[Point localization data]

++++++++

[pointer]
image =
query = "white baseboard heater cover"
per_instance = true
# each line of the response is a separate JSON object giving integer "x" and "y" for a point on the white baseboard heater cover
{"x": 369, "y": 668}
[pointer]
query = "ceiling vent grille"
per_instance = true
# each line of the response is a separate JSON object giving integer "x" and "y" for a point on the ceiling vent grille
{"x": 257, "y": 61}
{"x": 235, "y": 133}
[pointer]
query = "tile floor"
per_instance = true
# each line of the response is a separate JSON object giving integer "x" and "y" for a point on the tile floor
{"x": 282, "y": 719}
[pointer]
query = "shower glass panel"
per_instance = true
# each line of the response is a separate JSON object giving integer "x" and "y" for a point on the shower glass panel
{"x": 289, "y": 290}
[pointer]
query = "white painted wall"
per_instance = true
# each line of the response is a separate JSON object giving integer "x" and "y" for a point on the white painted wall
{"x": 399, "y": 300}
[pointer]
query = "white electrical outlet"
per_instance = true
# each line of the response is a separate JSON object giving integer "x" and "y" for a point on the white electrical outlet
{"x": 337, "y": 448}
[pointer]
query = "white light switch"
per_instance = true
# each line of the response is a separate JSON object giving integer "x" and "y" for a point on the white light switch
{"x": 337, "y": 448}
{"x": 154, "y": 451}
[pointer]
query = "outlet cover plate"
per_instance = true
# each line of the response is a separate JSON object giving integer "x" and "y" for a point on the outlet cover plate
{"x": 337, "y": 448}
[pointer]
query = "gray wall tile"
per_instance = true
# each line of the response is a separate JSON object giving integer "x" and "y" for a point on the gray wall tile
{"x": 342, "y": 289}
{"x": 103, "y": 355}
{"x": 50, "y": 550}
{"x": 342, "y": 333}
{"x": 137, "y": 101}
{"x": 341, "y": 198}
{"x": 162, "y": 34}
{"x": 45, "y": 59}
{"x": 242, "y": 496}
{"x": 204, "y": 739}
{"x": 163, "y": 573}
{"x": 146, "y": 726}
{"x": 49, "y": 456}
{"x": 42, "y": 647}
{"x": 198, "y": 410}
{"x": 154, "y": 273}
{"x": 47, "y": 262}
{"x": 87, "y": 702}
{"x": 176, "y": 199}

++++++++

__What the task asks__.
Can you restate every record above word for word?

__Completed task__.
[pointer]
image =
query = "white baseboard heater cover"
per_instance = true
# each line of the response is a separate JSON object giving integer "x" and "y" for a point on the white baseboard heater cover
{"x": 369, "y": 668}
[pointer]
query = "ceiling vent grille"
per_instance = true
# each line of the response is a separate JSON object giving integer "x" and "y" for a point on the ceiling vent grille
{"x": 257, "y": 61}
{"x": 235, "y": 133}
[pointer]
query = "tile floor"
per_instance = true
# each line of the response is a separate JSON object giving integer "x" and "y" for a point on the tile floor
{"x": 282, "y": 719}
[pointer]
query = "shower glass panel"
per_instance = true
# each line of the response is a separate JSON object giving integer "x" and "y" for a point on the shower glass panel
{"x": 289, "y": 290}
[pointer]
query = "white painted wall"
per_instance = true
# each line of the response is a separate JSON object giving integer "x" and "y" for a point on the white painted wall
{"x": 399, "y": 300}
[pointer]
query = "white electrical outlet"
per_instance = true
# each line of the response is a separate JSON object giving integer "x" and "y" for a point on the white electrical outlet
{"x": 337, "y": 448}
[pointer]
query = "white light switch"
per_instance = true
# each line of the response is a separate JSON object giving integer "x" and "y" for a point on the white light switch
{"x": 337, "y": 448}
{"x": 154, "y": 451}
[pointer]
query = "outlet cover plate"
per_instance = true
# each line of the response is a separate JSON object giving integer "x" and "y" for a point on the outlet cover plate
{"x": 337, "y": 448}
[pointer]
query = "gray wall tile"
per_instance = true
# each line of the response is a separate JSON object giving integer "x" and "y" for a point on the gray wall tile
{"x": 342, "y": 289}
{"x": 103, "y": 355}
{"x": 50, "y": 550}
{"x": 342, "y": 333}
{"x": 137, "y": 101}
{"x": 341, "y": 198}
{"x": 162, "y": 34}
{"x": 45, "y": 59}
{"x": 242, "y": 496}
{"x": 204, "y": 739}
{"x": 163, "y": 573}
{"x": 146, "y": 726}
{"x": 49, "y": 456}
{"x": 42, "y": 647}
{"x": 198, "y": 410}
{"x": 154, "y": 273}
{"x": 47, "y": 262}
{"x": 87, "y": 702}
{"x": 176, "y": 199}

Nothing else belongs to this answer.